Task description.
The entries below must be restated word for word.

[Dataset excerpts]
──────────

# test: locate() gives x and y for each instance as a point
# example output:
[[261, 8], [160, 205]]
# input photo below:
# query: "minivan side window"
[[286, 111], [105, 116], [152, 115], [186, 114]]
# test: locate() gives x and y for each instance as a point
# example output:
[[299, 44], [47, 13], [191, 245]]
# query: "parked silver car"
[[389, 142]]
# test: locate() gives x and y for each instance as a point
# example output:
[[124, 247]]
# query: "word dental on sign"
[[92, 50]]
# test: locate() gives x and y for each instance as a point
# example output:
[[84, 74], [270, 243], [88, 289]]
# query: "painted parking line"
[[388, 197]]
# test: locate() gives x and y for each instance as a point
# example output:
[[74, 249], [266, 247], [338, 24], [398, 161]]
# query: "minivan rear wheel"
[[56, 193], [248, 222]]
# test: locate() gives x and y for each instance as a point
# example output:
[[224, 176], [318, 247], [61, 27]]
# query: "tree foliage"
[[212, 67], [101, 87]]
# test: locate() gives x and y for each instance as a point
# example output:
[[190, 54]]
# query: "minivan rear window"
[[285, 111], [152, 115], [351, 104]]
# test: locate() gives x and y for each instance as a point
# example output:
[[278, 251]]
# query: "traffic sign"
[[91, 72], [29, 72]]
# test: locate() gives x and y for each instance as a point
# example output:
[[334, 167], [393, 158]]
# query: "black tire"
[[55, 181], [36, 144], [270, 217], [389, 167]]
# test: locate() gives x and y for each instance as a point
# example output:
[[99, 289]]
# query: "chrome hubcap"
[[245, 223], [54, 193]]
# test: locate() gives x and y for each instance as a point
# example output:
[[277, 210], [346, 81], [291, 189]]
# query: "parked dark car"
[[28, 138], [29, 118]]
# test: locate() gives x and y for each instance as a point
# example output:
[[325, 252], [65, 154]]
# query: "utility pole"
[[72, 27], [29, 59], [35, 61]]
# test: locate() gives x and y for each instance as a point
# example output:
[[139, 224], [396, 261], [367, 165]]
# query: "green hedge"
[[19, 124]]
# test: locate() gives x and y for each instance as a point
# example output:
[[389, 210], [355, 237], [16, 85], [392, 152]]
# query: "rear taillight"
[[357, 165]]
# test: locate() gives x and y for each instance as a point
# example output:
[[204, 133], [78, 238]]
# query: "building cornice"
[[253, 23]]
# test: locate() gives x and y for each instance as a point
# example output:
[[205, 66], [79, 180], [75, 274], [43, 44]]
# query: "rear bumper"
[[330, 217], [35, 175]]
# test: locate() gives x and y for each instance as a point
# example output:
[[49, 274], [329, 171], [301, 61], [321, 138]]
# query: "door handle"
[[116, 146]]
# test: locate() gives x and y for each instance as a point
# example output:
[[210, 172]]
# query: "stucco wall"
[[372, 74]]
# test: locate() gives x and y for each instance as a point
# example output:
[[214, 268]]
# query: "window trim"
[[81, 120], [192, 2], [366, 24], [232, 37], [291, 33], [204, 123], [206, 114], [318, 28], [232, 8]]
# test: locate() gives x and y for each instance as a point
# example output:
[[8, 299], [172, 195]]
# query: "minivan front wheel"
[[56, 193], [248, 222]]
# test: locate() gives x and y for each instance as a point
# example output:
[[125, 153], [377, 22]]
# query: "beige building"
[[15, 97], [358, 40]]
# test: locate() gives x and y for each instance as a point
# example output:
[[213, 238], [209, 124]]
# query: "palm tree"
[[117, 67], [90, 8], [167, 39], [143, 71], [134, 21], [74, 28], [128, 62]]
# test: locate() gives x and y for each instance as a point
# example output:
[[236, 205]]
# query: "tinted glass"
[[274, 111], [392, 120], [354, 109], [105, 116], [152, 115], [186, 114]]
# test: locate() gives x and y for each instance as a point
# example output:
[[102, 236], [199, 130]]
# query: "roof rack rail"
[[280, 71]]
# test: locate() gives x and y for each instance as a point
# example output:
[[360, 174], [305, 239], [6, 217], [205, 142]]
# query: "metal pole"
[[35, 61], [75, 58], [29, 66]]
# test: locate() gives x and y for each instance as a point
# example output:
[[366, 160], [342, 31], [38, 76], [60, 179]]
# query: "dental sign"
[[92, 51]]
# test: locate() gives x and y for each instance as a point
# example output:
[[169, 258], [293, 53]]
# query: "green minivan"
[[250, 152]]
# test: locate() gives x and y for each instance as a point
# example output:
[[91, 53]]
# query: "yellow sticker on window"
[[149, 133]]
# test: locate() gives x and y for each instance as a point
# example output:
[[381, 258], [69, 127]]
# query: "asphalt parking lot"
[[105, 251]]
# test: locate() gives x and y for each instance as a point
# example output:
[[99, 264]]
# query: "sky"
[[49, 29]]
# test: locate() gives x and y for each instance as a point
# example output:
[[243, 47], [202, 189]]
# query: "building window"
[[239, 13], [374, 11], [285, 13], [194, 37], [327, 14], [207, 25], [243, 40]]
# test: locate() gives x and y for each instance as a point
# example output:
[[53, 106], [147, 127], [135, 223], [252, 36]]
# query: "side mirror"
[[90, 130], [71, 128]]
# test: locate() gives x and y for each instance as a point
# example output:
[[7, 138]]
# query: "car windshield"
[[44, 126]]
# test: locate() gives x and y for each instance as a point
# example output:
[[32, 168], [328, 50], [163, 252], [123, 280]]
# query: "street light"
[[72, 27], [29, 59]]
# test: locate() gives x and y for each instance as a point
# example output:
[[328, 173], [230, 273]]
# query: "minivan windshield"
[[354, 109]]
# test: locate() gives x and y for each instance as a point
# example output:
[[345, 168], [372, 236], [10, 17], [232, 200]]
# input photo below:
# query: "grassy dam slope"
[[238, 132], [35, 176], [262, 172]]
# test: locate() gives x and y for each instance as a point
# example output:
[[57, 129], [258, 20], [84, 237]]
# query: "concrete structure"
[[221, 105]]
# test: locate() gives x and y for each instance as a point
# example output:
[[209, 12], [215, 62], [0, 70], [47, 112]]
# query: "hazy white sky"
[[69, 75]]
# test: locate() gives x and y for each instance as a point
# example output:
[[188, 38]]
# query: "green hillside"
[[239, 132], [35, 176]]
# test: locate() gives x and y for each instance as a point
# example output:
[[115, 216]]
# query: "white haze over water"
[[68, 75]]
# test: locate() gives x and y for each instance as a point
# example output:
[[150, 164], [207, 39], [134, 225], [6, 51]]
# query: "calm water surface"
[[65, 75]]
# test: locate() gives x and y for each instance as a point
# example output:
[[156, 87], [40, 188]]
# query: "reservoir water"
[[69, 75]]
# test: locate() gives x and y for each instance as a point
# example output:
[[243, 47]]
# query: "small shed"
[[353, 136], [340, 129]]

──────────

Response below.
# test: locate() gives x and y for each instance as a point
# example output:
[[261, 8], [160, 205]]
# input photo below:
# query: "minivan side window"
[[286, 111], [105, 116], [152, 115], [186, 114]]
# test: locate() gives x and y for each instance as a point
# example output:
[[299, 44], [47, 13], [191, 245]]
# query: "parked silver car"
[[389, 142]]
# test: locate() gives x and y for each instance as a point
# example output:
[[124, 247]]
# query: "word dental on sign"
[[92, 50]]
# test: locate() gives x and y for each instance as a point
# example output:
[[84, 74], [270, 243], [88, 289]]
# query: "painted parking line"
[[388, 197]]
# test: locate() gives x and y for each instance as a point
# example output:
[[74, 249], [266, 247], [338, 24], [398, 161]]
# query: "minivan rear wheel"
[[56, 193], [248, 222]]
# test: locate() gives x and y for each instance as a point
# example output:
[[224, 176], [318, 247], [61, 27]]
# query: "tree foliage"
[[212, 67], [101, 87]]
# test: locate() gives x and y for each instance as a point
# example output:
[[190, 54]]
# query: "minivan rear window"
[[285, 111], [152, 115], [351, 104]]
# test: locate() gives x and y for each instance as a point
# example output:
[[278, 251]]
# query: "traffic sign"
[[91, 72], [29, 72]]
# test: locate() gives x and y for each instance as a point
# example output:
[[334, 167], [393, 158]]
# query: "black tire"
[[55, 181], [36, 144], [270, 217], [389, 167]]
# test: locate() gives x and y for each instance as a point
# example output:
[[99, 289]]
# query: "chrome hubcap"
[[245, 223], [54, 193]]
# test: locate() gives x and y for each instance as a point
# example output:
[[277, 210], [346, 81], [291, 189]]
# query: "parked dark car"
[[28, 138], [29, 118]]
# test: locate() gives x and y for each instance as a point
# example output:
[[325, 252], [65, 154]]
# query: "utility pole"
[[72, 27], [29, 59], [35, 61]]
# test: locate() gives x and y for each instance as a point
# example output:
[[139, 224], [396, 261], [367, 165]]
# query: "green hedge"
[[19, 124]]
# test: locate() gives x and y for each instance as a point
# example output:
[[389, 210], [355, 237], [16, 85], [392, 152]]
# query: "rear taillight"
[[357, 165]]
# test: locate() gives x and y for each instance as a point
# example output:
[[204, 133], [78, 238]]
# query: "building cornice"
[[253, 23]]
# test: locate() gives x and y for each instance as a point
# example output:
[[205, 66], [79, 180], [75, 274], [43, 44]]
# query: "rear bumper"
[[330, 217], [35, 175]]
# test: locate() gives x and y for each instance as a point
# example output:
[[49, 274], [329, 171], [301, 61], [321, 138]]
# query: "door handle"
[[116, 146]]
# test: locate() gives x and y for each instance as a point
# example output:
[[210, 172]]
# query: "stucco wall"
[[372, 74]]
# test: locate() gives x and y for each instance as a point
# example output:
[[214, 268]]
# query: "window trim"
[[81, 120], [192, 2], [366, 24], [232, 37], [291, 33], [204, 123], [206, 114], [318, 28], [232, 8]]
# test: locate() gives x and y for each instance as a point
# example output:
[[8, 299], [172, 195]]
# query: "minivan front wheel"
[[56, 193], [248, 222]]
# test: locate() gives x and y for each instance as a point
# example output:
[[125, 153], [377, 22]]
# query: "beige building"
[[15, 97], [358, 40]]
# test: locate() gives x and y for each instance as a point
# example output:
[[213, 238], [209, 124]]
# query: "palm tree"
[[117, 67], [90, 8], [167, 39], [143, 71], [134, 21], [74, 28], [128, 62]]
# test: locate() gives x and y for each instance as a point
# example output:
[[236, 205]]
# query: "tinted glass"
[[274, 111], [392, 120], [354, 109], [105, 116], [152, 115], [186, 114]]
# test: locate() gives x and y for each instance as a point
# example output:
[[102, 236], [199, 130]]
# query: "roof rack rail"
[[280, 71]]
# test: locate() gives x and y for each instance as a point
# example output:
[[360, 174], [305, 239], [6, 217], [205, 142]]
# query: "metal pole"
[[35, 61], [75, 58], [29, 66]]
# test: locate() gives x and y for each instance as a point
# example output:
[[366, 160], [342, 31], [38, 76], [60, 179]]
# query: "dental sign"
[[92, 51]]
# test: locate() gives x and y for each instance as a point
# example output:
[[169, 258], [293, 53]]
# query: "green minivan"
[[250, 152]]
# test: locate() gives x and y for each instance as a point
# example output:
[[91, 53]]
# query: "yellow sticker on window"
[[149, 133]]
# test: locate() gives x and y for each instance as a point
# example output:
[[381, 258], [69, 127]]
# query: "asphalt parking lot"
[[105, 251]]
# test: locate() gives x and y for each instance as a point
# example output:
[[99, 264]]
# query: "sky"
[[49, 29]]
# test: locate() gives x and y for each instance as a point
# example output:
[[243, 47], [202, 189]]
# query: "building window"
[[239, 13], [374, 11], [285, 13], [194, 37], [327, 14], [207, 25], [243, 40]]
# test: locate() gives x and y for each instance as a point
# example output:
[[53, 106], [147, 127], [135, 223], [252, 36]]
# query: "side mirror"
[[90, 130], [71, 128]]
# test: locate() gives x and y for each instance as a point
# example output:
[[7, 138]]
# query: "car windshield"
[[44, 126]]
# test: locate() gives x and y for each instance as a point
# example output:
[[32, 168], [328, 50], [163, 252], [123, 280]]
# query: "street light"
[[72, 27], [29, 59]]
# test: locate() gives x and y for each instance as a point
# example output:
[[328, 173], [230, 273]]
# query: "minivan windshield"
[[354, 109]]
# test: locate() gives x and y for each instance as a point
# example output:
[[345, 168], [372, 236], [10, 17], [232, 200]]
# input photo below:
# query: "grassy dam slope"
[[238, 132], [35, 176], [262, 172]]
# test: locate() gives x and y for each instance as a point
# example output:
[[57, 129], [258, 20], [84, 237]]
# query: "concrete structure"
[[221, 105]]
# test: locate() gives x and y for each instance as a point
# example output:
[[209, 12], [215, 62], [0, 70], [47, 112]]
# query: "hazy white sky"
[[69, 75]]
# test: locate() gives x and y for each instance as a point
# example output:
[[188, 38]]
# query: "green hillside"
[[239, 132], [35, 176]]
# test: locate() gives x and y for each instance as a point
# example output:
[[115, 216]]
# query: "white haze over water"
[[68, 75]]
# test: locate() gives x and y for each instance as a point
# example output:
[[150, 164], [207, 39], [134, 225], [6, 51]]
# query: "calm water surface"
[[65, 75]]
# test: locate() gives x and y for each instance as a point
# example output:
[[156, 87], [40, 188]]
# query: "reservoir water"
[[69, 75]]
# test: locate() gives x and y for each instance as a point
# example output:
[[243, 47]]
# query: "small shed"
[[353, 136], [340, 129]]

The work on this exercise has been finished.